What you should do: Reproduce the material below word for word, omitting the pictures.

Record extracts:
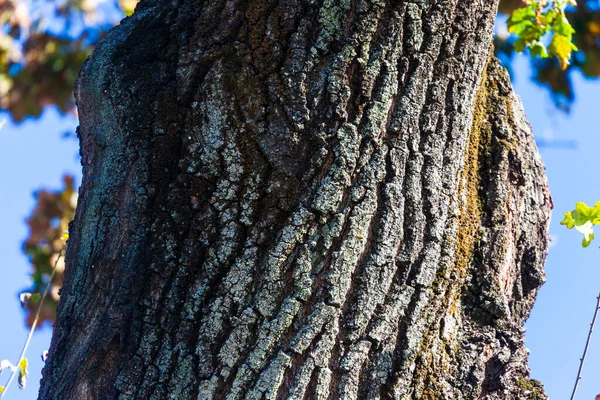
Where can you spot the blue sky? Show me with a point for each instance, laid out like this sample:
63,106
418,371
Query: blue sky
35,155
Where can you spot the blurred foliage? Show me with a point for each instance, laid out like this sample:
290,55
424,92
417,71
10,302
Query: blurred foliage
47,225
43,43
543,28
585,19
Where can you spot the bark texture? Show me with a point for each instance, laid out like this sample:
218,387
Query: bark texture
301,200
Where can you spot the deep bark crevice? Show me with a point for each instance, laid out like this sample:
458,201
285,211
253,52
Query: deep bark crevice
298,199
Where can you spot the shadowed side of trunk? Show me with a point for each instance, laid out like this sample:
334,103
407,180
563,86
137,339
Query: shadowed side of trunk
300,200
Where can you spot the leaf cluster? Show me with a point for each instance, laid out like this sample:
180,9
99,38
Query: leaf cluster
47,224
585,20
583,218
43,45
537,19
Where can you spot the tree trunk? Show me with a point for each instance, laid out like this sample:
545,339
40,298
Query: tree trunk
301,200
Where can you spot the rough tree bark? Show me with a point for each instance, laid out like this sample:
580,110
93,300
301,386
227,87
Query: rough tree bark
301,200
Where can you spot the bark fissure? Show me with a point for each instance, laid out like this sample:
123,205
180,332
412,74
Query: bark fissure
299,199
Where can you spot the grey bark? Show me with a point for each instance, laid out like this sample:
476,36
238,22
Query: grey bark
301,200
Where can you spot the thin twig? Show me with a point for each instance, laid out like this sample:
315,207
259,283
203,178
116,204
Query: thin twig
587,343
35,321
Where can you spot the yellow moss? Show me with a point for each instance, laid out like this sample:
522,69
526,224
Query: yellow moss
428,370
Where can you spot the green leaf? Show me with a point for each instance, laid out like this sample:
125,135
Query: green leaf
538,49
583,218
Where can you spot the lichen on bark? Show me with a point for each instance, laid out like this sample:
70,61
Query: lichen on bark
292,199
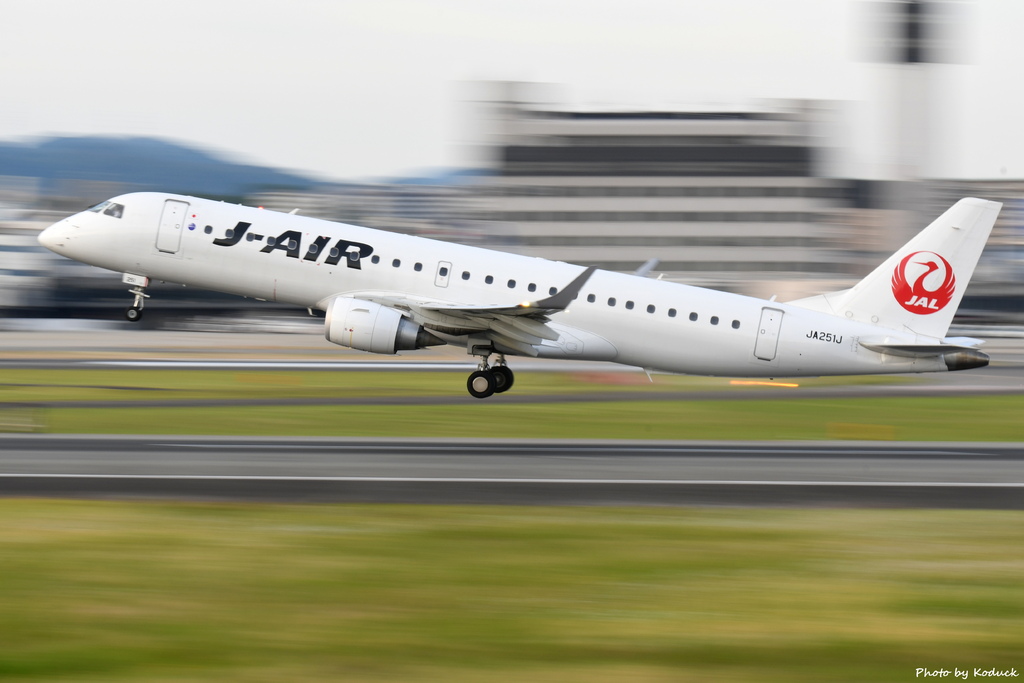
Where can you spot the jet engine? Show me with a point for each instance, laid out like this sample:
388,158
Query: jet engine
371,327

Answer to this task:
Where can you spot the blue sky? Show me with a point for each instance, laid out like this sample:
63,106
418,371
Query: blue sky
35,155
Where can you spot the blurred foliage? Show me with a point for each instance, laid out like this sample:
290,55
424,92
417,71
10,302
Query: blurred foliage
47,225
43,43
543,28
585,19
Where can you spot the bark texture? Show me with a point for each instance, laid out like this sample:
218,387
Query: bark texture
301,200
Where can you spot the deep bark crevice? Show me with a point for each instance, laid out like this sample:
458,201
285,211
253,52
Query: deep bark crevice
298,199
Where can you spot the shadowed side of trunk? Show me with a point for each instance, laid out like this sample:
334,103
407,180
563,86
137,339
Query: shadowed side of trunk
300,200
Where can you spot the leaf cluster? Show me with a point for each instance, laid out like this sample:
180,9
99,38
Query: leaf cluster
47,224
585,20
583,218
43,45
537,19
Where can you spot the tree trunk? Show me with a point for each instance, laid out like this sample:
545,339
40,298
Query: tree trunk
301,200
Where can you spot the rough tree bark? Show me with a point for each instance, laid out like this sample:
580,110
93,300
301,386
227,87
Query: rough tree bark
301,200
Where can you spot the bark fissure? Show me with a point for each instance, laid out like this sample:
123,205
180,332
412,74
Query: bark fissure
299,199
Where can you spot the grey bark? Show me with a point for each instance, laid out like this sample:
476,36
238,22
Query: grey bark
301,200
Where can you spot the thin twig? Show me with a point for each instance, laid out like this sample:
315,207
259,283
203,178
116,204
Query: thin twig
587,343
35,321
Where can you spot the yellow moss? Show me with a point for each instance, laid out like this sample:
522,69
526,224
Query: yellow moss
428,370
Where can you spot the green leaf? Show me with a point for each instance, laid out like this sample:
125,135
Query: green leaf
538,49
583,218
Where can you spot the lichen on bark? Show me with a point for each instance, laid out like this sample:
70,61
Query: lichen on bark
292,199
Where can you spot the jet engine? Show me with a point for each instance, laid out like this sample:
388,158
Query: jet engine
371,327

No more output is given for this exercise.